What the task asks. Please return the lines below verbatim, beginning at the one that has "Target: distant tree line" and stopping after the one that has "Target: stone column", and add no other lines.
══════════════════════════════
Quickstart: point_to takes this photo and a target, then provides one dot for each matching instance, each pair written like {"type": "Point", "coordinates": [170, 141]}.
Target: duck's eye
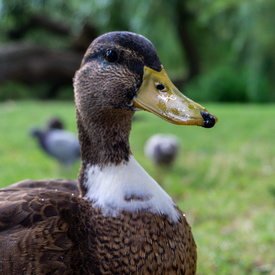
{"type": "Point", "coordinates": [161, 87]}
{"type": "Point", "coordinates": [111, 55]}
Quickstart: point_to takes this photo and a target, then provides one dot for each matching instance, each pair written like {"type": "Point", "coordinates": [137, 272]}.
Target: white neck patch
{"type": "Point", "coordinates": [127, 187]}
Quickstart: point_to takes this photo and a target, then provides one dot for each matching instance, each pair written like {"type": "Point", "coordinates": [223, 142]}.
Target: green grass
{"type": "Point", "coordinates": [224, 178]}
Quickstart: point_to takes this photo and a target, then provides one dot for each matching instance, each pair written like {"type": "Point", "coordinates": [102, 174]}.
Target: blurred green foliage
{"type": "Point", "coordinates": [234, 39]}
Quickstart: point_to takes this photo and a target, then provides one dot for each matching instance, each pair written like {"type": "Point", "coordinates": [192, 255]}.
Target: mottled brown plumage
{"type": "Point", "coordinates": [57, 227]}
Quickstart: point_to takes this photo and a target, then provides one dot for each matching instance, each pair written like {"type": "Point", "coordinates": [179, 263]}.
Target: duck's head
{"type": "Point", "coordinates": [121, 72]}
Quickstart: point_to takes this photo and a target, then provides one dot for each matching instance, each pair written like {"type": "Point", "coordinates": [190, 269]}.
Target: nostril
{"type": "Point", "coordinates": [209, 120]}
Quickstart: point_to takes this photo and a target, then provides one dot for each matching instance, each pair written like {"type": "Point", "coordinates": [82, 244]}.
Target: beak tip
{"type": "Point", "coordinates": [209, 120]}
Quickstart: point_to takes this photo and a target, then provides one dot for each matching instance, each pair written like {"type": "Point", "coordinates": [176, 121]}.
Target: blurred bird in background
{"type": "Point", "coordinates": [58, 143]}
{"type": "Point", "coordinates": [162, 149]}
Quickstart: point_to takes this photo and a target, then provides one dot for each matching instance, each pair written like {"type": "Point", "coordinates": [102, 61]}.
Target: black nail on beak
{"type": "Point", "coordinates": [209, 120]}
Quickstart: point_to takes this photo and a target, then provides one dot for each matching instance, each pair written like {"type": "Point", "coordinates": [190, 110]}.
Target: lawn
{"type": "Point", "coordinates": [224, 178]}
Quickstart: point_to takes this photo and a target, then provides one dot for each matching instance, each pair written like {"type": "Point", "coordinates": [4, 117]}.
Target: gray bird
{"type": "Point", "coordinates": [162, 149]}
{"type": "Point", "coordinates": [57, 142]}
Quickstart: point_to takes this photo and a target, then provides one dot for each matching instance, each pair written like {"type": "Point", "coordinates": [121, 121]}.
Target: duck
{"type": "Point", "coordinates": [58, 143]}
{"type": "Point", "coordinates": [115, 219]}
══════════════════════════════
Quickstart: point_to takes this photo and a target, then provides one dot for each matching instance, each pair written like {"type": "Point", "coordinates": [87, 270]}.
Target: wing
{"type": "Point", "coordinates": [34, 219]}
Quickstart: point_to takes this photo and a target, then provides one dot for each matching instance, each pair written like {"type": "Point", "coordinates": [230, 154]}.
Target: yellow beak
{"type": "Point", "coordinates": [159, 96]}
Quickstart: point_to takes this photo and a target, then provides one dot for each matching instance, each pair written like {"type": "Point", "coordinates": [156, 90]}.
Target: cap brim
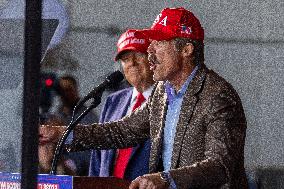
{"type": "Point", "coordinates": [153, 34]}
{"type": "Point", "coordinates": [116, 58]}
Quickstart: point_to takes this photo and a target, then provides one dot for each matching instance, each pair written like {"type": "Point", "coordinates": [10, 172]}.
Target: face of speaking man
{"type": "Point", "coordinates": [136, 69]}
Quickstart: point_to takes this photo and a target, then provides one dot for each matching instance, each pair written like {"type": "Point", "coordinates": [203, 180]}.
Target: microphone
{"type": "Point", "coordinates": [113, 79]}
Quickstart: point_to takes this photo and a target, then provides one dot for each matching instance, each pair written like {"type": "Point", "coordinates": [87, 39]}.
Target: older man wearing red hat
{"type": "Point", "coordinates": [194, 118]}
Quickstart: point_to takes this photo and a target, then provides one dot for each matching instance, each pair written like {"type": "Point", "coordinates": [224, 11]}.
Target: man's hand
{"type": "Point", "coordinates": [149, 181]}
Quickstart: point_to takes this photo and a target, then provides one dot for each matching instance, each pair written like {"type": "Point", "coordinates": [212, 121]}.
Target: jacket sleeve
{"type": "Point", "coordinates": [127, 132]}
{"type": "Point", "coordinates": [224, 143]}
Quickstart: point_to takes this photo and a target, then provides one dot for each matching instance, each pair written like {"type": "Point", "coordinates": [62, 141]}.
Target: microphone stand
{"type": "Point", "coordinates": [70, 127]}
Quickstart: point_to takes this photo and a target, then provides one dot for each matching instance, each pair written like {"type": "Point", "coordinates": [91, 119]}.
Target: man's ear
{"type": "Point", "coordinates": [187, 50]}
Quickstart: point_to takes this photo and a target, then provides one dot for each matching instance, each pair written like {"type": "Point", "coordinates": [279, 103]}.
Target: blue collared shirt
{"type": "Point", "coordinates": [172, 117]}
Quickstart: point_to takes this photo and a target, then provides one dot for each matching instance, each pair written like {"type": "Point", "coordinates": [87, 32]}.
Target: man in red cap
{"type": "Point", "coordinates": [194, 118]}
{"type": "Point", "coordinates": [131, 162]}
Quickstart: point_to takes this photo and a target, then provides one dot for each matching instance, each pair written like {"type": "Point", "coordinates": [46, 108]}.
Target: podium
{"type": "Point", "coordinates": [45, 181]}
══════════════════════════════
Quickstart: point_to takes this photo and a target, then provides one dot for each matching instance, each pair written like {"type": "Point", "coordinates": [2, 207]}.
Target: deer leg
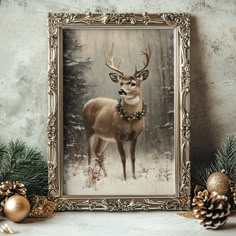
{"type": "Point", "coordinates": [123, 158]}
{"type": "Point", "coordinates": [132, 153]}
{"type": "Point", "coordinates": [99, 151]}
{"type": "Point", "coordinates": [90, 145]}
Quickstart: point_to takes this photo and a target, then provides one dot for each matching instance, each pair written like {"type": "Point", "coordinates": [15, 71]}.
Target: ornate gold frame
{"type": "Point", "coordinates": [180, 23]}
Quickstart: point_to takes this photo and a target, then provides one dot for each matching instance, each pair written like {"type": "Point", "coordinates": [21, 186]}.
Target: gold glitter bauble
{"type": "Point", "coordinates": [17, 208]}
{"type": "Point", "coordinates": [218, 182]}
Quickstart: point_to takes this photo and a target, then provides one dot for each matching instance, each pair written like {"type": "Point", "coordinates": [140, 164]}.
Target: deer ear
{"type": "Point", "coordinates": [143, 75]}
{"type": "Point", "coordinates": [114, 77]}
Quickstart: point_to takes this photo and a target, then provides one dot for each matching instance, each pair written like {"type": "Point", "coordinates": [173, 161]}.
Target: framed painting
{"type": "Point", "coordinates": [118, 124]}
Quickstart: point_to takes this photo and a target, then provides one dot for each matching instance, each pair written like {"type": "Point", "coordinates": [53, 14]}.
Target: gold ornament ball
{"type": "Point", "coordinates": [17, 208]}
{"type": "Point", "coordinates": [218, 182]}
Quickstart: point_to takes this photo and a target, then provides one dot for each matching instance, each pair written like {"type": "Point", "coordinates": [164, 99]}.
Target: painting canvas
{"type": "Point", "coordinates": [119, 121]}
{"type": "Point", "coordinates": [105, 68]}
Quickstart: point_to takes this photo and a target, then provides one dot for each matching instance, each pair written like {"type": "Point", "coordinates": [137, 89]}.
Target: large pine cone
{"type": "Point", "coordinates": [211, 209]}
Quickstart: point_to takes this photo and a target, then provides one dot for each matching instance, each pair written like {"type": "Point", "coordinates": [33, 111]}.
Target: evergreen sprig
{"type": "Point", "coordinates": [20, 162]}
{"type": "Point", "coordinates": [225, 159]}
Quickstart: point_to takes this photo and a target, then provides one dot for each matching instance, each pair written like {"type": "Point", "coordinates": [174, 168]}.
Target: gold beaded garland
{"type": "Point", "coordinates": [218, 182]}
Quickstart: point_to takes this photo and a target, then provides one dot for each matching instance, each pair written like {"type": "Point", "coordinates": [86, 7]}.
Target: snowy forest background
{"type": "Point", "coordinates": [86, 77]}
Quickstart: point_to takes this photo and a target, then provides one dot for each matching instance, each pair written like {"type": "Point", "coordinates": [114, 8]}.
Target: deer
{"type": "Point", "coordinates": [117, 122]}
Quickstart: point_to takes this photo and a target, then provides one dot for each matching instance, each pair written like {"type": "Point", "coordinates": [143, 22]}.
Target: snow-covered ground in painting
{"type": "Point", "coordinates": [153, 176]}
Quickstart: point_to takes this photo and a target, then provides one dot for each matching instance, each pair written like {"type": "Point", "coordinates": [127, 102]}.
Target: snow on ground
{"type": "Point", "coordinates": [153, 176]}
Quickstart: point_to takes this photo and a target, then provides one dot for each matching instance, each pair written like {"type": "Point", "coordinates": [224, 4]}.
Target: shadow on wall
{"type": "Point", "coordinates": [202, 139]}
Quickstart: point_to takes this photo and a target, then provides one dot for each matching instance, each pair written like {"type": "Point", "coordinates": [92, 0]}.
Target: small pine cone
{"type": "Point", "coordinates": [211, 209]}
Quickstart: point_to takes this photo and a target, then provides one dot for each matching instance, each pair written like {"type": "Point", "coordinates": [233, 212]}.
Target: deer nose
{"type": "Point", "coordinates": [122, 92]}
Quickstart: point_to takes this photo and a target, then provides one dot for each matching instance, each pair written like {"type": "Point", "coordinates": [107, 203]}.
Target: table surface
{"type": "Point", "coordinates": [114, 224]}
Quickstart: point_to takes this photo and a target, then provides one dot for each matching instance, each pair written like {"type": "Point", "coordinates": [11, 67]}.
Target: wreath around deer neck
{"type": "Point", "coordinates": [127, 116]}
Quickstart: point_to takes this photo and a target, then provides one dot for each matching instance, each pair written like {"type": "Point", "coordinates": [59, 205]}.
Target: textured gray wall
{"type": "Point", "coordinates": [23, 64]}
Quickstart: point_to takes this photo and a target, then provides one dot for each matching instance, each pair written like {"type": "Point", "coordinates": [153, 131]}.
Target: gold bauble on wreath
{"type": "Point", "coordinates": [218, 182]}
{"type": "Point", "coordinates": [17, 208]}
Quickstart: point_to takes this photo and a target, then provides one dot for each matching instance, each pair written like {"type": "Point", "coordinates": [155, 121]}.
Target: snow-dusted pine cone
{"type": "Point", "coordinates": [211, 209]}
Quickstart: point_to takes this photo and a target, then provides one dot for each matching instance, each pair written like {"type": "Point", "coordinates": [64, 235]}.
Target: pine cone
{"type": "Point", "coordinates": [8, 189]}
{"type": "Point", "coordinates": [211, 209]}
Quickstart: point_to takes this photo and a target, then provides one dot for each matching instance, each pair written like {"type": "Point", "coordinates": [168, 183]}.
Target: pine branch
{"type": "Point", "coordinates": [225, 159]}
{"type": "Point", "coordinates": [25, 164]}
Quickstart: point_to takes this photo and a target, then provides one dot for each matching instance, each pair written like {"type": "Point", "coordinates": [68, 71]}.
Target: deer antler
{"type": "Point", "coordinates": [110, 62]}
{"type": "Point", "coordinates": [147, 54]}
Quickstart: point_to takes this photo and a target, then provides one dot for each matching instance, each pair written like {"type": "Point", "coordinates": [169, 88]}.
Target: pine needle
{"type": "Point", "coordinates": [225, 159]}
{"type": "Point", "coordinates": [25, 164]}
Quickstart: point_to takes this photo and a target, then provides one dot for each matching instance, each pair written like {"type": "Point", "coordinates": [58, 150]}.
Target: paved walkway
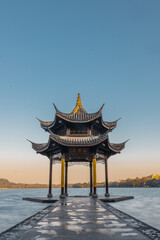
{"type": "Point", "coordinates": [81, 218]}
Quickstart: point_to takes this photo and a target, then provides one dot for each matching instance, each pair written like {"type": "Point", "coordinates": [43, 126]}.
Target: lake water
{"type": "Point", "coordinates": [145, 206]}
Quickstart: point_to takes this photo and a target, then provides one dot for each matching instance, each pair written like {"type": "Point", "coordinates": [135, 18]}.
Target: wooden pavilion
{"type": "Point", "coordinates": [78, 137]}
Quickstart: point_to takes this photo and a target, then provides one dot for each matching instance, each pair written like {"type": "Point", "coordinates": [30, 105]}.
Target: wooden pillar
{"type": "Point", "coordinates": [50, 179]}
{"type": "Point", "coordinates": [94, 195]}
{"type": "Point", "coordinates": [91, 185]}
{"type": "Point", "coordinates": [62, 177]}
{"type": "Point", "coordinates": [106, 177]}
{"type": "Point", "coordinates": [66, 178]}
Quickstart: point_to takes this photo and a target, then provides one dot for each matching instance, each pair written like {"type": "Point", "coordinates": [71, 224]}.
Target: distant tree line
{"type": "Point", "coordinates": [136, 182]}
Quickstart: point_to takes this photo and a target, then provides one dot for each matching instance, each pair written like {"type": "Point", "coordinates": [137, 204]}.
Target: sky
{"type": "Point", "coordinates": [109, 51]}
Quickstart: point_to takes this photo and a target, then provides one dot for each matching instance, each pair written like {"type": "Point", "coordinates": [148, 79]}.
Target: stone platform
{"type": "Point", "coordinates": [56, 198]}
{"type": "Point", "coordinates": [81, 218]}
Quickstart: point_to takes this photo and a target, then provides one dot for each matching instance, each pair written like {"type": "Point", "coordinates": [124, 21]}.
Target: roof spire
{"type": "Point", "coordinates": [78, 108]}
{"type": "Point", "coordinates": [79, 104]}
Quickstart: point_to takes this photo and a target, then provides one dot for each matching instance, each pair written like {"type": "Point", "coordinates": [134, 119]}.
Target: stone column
══════════════════════════════
Expected output.
Target: distant tree line
{"type": "Point", "coordinates": [136, 182]}
Quickstart: point_to takes this photo and a target, then provides one dot for each matching instance, each pair written like {"type": "Point", "coordinates": [137, 204]}.
Target: sky
{"type": "Point", "coordinates": [109, 51]}
Quickstart: point_to takes this photo and a target, then provides one dot for each matching instance, each pair written like {"type": "Point", "coordinates": [148, 79]}.
Target: stone platform
{"type": "Point", "coordinates": [56, 198]}
{"type": "Point", "coordinates": [81, 218]}
Quickstart: point_to takes this photo and a target, then provides one dot for each matching instance, each pair written like {"type": "Point", "coordinates": [124, 21]}.
Target: roof spire
{"type": "Point", "coordinates": [78, 108]}
{"type": "Point", "coordinates": [79, 104]}
Quickstart: point_to takes this photo and a target, then provides one dot for each matching instance, each pair written like {"type": "Point", "coordinates": [134, 119]}.
Target: stone column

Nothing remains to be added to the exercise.